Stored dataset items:
########

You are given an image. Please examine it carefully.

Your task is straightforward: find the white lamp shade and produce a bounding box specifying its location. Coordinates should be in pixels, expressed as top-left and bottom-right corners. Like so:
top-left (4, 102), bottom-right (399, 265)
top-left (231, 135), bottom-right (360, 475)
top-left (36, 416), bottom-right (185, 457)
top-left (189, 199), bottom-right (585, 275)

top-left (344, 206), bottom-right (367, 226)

########

About this task: After locating the line with "top-left (4, 102), bottom-right (399, 265)" in the records above, please set down that line and all later ones exactly, and no other line.

Solution to the problem:
top-left (4, 102), bottom-right (399, 265)
top-left (231, 135), bottom-right (360, 475)
top-left (36, 416), bottom-right (185, 457)
top-left (189, 199), bottom-right (585, 275)

top-left (344, 206), bottom-right (367, 226)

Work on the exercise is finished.